Boundary annotation records →
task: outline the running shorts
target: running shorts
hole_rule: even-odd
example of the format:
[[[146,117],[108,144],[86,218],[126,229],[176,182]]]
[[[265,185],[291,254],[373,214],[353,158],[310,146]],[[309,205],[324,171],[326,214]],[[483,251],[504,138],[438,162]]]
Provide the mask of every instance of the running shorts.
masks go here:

---

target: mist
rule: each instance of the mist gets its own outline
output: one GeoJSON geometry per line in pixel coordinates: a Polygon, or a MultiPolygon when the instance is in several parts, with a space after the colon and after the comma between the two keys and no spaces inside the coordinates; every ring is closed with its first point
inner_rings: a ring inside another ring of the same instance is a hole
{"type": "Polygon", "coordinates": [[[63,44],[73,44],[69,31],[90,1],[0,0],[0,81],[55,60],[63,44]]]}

==

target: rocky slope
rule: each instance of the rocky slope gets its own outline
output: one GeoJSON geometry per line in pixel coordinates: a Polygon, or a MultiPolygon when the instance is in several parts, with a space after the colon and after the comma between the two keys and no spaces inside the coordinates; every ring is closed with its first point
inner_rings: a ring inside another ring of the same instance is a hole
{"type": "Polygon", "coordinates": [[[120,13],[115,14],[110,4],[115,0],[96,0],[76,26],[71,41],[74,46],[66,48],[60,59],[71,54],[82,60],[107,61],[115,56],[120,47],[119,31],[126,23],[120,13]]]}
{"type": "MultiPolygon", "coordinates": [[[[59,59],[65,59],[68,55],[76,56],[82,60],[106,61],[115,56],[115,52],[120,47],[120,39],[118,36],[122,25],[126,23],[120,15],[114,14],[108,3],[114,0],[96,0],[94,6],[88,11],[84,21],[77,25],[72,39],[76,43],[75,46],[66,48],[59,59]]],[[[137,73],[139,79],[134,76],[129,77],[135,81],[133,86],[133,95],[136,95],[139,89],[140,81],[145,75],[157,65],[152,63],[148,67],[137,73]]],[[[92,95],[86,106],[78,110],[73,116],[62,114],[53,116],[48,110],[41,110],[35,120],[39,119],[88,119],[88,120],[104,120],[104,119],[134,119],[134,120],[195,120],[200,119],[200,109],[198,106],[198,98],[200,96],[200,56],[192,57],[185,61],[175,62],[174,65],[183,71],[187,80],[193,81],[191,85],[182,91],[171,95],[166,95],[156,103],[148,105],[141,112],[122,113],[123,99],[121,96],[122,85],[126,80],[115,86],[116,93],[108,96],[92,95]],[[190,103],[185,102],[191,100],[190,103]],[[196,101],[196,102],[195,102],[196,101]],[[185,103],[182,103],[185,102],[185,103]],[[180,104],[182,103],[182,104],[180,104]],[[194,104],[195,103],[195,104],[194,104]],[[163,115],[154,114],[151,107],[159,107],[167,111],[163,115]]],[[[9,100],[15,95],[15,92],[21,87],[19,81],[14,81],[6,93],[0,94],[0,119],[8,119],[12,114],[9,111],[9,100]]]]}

Work instructions → How many lines in the listing above contain the word "each"? Reply with the number alone.

Exercise solution → 2